— START Document section —

Modularized virtual stage

Technical Field

The invention relates to a stage, in particular to a modularized virtual stage.

Background

The stage provides space for the performance. Whether the expected effect can be achieved by one artistic performance or not is based on the stage. Modern stages, in particular multimedia dynamic stages, integrate multimedia technology, mechanical control technology, computer science and simulation technology into the design and production of the stage. Because the material object stage is built and needs to consume a large amount of manpower and material resources, before the stage is built, preview and evaluation are carried out on the creative idea of the stage design, and the method is an urgent need of stage designers.

Modern stage designers have begun to use computer simulation techniques to assist in stage creativity by creating stage models in the virtual world, providing a whole set of rehearsal and aid tools for the entire flow of stage design. During the production process, stage design personnel can modify the creative scheme at any time according to the preview feedback, thereby providing great support for stage creative design personnel; the virtual stage is derived from a virtual world, and a physical stage is not required to be established before a final scheme is designed, so that a large amount of manpower, material resources and financial resources are saved.

— END Document section —
— START Listed records —

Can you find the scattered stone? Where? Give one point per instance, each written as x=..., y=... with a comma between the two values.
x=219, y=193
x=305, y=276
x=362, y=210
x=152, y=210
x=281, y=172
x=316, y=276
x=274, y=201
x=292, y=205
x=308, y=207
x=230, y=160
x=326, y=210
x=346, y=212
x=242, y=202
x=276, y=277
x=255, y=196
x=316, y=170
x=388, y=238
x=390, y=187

— END Listed records —

# [Exercise tasks]
A - Copy out the stretch of the virtual stage text from "The stage provides" through "of stage designers.".
B - Name every technology that the virtual stage text says modern multimedia dynamic stages integrate into stage design and production.
C - Extend the virtual stage text, picking up after its final sentence.
The entries were drawn from a different source than the virtual stage text.

# [Responses by task]
A -
The stage provides space for the performance. Whether the expected effect can be achieved by one artistic performance or not is based on the stage. Modern stages, in particular multimedia dynamic stages, integrate multimedia technology, mechanical control technology, computer science and simulation technology into the design and production of the stage. Because the material object stage is built and needs to consume a large amount of manpower and material resources, before the stage is built, preview and evaluation are carried out on the creative idea of the stage design, and the method is an urgent need of stage designers.

B - Multimedia technology, mechanical control technology, computer science, and simulation technology.

C -
The virtual stage in the prior art generally provides simulation for the overall shape of the stage. Thus, each stage type needs to be modeled and rendered, and reuse of the model cannot be realized. With the development of stage technology and the use of lifting platform technology, the change of the stage is more and more complex, each program often has a specially designed stage, and the virtual stage needs a large amount of stage modeling and rendering work.

Disclosure of Invention

The invention aims to provide a modularized virtual stage, which aims to overcome the defects of the prior art, realizes the modeling of the virtual stage in a modular mode like building blocks by constructing a virtual stage module, can extract mechanical stage control data from stage animation and assists in realizing the automatic control of the actual stage.

In order to achieve the above object, the present invention provides a modular virtual stage, comprising a stage modeling unit, a three-dimensional simulation unit, a stage data extraction output unit, and a data cooperation unit, wherein the stage data extraction output unit is connected to the three-dimensional simulation unit

The stage modeling unit is used for decomposing a stage designed by stage designers into stage modules, setting parameters of the stage modules and realizing stage modeling through the stage modules;

the three-dimensional simulation unit is used for performing three-dimensional rendering on the stage model and generating animation of the stage changing along with time according to the originality of stage designers;

the stage data extraction and output unit is used for extracting the time-related motion data of each stage module according to the stage animation, performing format conversion on the data according to the requirement of an actual stage mechanical control system, and outputting the data to the actual stage mechanical control system;

the data cooperation unit is used for defining interfaces and data exchange standard formats among all units and realizing synchronization among all units.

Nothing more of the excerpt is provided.